Task prompt ->
Please reproduce the lines from the one containing "Confirm that each instance of the woman holding" through the end of the items, both ends included, exactly as they appear.

Given records ->
★ ★ ★

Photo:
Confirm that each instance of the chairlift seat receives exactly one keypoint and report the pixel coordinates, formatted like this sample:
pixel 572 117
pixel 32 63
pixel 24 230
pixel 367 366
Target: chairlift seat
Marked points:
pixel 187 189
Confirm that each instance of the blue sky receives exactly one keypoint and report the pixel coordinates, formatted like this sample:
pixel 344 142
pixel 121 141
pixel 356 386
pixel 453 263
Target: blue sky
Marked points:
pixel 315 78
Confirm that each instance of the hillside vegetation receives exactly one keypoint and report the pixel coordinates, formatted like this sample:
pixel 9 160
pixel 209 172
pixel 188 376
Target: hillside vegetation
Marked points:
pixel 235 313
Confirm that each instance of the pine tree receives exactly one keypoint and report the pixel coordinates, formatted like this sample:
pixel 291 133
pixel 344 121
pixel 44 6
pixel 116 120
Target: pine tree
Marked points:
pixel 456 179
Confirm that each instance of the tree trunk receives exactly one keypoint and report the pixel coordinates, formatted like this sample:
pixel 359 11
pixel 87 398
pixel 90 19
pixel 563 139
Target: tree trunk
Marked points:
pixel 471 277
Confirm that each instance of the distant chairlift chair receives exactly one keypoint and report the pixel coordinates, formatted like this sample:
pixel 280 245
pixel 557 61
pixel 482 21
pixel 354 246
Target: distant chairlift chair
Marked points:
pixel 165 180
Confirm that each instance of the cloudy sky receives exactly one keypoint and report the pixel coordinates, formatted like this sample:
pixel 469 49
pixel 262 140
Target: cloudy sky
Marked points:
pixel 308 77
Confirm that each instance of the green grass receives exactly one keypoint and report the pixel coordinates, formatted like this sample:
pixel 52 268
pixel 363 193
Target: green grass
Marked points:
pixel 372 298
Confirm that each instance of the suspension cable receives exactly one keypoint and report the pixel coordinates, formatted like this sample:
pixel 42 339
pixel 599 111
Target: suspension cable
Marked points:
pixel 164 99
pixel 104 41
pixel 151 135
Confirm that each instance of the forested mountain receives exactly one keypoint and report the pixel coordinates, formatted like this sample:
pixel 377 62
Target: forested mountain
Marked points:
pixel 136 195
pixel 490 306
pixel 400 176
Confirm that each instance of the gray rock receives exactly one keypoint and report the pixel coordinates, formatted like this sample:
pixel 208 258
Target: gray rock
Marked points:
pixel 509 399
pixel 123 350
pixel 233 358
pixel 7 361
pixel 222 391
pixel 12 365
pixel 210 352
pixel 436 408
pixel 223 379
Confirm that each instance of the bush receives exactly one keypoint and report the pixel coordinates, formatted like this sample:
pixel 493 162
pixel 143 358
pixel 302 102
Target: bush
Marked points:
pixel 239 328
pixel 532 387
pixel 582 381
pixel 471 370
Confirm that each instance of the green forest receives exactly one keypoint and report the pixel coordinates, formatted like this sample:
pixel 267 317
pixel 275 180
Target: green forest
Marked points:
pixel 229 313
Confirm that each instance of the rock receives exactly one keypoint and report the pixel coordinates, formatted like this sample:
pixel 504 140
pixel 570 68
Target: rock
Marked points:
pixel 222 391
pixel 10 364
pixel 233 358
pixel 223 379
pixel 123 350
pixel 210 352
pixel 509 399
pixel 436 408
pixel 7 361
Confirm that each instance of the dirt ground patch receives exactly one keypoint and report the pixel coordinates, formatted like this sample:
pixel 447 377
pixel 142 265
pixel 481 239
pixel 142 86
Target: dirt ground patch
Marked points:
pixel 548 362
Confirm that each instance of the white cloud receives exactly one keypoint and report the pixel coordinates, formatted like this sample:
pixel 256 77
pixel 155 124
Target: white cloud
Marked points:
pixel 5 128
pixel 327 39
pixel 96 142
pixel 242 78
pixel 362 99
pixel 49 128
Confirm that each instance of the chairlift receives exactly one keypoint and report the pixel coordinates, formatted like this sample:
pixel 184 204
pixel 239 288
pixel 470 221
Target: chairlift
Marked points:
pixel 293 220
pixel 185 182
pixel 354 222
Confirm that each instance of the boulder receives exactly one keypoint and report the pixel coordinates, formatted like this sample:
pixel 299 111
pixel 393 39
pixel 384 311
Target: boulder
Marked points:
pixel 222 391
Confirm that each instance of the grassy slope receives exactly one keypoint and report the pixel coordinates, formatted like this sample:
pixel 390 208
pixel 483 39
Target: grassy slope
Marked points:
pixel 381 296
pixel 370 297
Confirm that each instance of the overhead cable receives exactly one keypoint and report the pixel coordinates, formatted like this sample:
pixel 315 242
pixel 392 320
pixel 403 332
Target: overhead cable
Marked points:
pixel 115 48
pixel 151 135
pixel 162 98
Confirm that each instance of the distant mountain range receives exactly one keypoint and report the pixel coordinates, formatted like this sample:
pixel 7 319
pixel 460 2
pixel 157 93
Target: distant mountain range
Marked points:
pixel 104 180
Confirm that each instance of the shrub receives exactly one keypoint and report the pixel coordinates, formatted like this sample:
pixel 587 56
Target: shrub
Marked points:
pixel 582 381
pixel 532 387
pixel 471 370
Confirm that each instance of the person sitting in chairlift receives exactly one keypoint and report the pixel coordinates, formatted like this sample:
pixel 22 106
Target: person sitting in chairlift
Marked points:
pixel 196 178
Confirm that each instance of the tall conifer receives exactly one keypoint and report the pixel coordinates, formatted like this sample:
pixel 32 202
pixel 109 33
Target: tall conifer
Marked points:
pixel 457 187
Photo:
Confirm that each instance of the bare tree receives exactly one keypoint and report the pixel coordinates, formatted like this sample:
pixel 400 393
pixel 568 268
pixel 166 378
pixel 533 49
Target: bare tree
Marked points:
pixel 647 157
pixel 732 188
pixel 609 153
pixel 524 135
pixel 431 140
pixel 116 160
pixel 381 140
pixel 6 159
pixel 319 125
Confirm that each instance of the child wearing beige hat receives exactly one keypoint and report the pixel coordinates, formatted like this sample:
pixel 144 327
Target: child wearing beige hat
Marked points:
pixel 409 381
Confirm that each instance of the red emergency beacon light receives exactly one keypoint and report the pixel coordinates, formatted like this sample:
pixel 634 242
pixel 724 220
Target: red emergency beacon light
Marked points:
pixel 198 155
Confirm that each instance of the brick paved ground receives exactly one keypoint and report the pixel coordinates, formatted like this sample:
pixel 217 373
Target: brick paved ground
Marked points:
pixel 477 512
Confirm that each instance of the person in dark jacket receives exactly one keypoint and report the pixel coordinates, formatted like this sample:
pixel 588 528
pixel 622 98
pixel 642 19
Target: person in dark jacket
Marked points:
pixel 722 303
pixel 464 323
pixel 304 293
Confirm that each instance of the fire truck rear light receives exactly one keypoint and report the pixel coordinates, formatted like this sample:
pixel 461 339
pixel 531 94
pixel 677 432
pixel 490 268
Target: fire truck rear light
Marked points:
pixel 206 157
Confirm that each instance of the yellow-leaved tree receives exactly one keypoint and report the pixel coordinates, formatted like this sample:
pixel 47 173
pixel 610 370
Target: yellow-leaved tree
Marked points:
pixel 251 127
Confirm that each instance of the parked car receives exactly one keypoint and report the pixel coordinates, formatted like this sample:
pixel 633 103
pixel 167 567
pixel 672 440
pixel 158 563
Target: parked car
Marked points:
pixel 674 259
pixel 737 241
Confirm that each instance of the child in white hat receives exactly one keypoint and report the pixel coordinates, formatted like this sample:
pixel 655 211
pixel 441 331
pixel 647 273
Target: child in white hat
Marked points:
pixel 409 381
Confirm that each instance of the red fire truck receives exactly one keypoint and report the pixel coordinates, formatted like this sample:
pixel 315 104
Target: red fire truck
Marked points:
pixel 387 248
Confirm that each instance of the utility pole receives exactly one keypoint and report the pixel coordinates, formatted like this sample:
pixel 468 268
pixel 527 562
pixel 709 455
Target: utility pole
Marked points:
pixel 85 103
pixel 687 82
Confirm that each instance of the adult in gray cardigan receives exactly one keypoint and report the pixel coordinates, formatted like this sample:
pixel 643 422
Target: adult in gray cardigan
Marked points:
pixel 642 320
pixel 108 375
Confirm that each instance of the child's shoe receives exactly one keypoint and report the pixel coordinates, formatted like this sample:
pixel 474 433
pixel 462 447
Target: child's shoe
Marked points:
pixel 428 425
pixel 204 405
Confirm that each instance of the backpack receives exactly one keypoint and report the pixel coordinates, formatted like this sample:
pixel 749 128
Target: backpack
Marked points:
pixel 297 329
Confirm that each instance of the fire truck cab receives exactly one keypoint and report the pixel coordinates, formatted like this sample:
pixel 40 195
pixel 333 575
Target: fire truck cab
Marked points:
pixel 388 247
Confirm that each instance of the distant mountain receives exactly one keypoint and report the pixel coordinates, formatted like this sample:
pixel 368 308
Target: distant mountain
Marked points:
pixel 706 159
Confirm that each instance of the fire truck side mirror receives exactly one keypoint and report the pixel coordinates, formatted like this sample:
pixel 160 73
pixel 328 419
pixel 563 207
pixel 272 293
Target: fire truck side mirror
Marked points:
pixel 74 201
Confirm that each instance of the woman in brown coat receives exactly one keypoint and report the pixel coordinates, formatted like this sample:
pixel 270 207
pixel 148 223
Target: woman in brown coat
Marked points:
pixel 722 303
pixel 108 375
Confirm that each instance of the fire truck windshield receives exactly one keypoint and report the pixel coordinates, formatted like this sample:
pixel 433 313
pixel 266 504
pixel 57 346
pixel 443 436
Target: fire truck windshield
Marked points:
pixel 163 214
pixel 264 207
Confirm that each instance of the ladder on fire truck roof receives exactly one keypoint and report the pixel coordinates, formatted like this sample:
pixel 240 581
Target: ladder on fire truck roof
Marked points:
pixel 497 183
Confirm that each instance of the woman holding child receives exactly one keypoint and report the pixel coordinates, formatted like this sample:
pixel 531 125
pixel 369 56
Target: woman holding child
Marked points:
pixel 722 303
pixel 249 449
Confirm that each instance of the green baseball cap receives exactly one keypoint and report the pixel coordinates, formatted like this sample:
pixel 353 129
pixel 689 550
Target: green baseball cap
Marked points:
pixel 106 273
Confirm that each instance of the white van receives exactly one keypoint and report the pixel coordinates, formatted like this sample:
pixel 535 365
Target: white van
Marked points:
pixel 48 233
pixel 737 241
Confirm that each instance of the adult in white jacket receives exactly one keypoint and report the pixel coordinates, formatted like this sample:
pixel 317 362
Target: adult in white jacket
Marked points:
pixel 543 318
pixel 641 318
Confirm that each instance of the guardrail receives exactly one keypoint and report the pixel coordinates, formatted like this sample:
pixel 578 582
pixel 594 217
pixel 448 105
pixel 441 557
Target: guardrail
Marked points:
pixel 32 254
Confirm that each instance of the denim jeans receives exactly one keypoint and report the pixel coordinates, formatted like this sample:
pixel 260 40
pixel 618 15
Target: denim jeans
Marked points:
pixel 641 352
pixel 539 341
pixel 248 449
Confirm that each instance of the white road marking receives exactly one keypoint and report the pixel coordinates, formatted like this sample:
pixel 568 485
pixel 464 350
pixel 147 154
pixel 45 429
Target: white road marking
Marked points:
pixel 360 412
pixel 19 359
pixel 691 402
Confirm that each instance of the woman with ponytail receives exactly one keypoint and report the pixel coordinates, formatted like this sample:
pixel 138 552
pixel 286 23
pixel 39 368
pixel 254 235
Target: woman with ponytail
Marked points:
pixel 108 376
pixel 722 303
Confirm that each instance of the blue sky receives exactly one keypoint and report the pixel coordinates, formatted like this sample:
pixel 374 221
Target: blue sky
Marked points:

★ ★ ★

Full answer ->
Confirm that each instance of the woman holding child receives exactly one keypoint and report the pixel coordinates, formatted like this sample:
pixel 531 125
pixel 369 56
Target: woman holding child
Marked points:
pixel 722 303
pixel 249 449
Confirm that each instance of the green baseball cap receives exactly one keypoint and report the pixel coordinates, formatted like this sample:
pixel 353 129
pixel 689 550
Target: green baseball cap
Marked points:
pixel 106 273
Confirm that each instance of the white van receives exactly one keypoint and report the pixel coordinates, formatted like this sample:
pixel 535 365
Target: white van
Marked points:
pixel 48 233
pixel 737 241
Confirm that each instance of the adult in white jacket receives exactly one keypoint and report the pixel coordinates, formatted like this sample:
pixel 317 362
Target: adult in white jacket
Marked points:
pixel 543 318
pixel 641 318
Confirm that each instance of the guardrail receives exactly one keypoint and report the pixel coordinates, formatted like this sample:
pixel 578 582
pixel 594 217
pixel 448 105
pixel 441 557
Target: guardrail
Marked points:
pixel 32 254
Confirm that each instance of the denim jeans receives exactly one keypoint and report the pixel coordinates, formatted like this sample:
pixel 260 40
pixel 618 15
Target: denim jeans
Marked points:
pixel 641 352
pixel 539 341
pixel 248 449
Confirm that each instance of the white road marking receives exactly one keypoint and report the pixel coordinates, formatted like this sample:
pixel 568 485
pixel 464 350
pixel 147 154
pixel 45 429
Target: white road marking
Marked points:
pixel 360 412
pixel 19 359
pixel 691 402
Confirm that each instance of the woman with ponytail receives exactly one keypoint and report the pixel coordinates, formatted like this sample:
pixel 138 552
pixel 286 23
pixel 39 368
pixel 254 235
Target: woman with ponytail
Marked points:
pixel 108 376
pixel 722 303
Confirm that each instance of the blue sky receives exactly one keypoint and report the pixel coordinates, formatted like this sample:
pixel 374 221
Target: blue sky
Marked points:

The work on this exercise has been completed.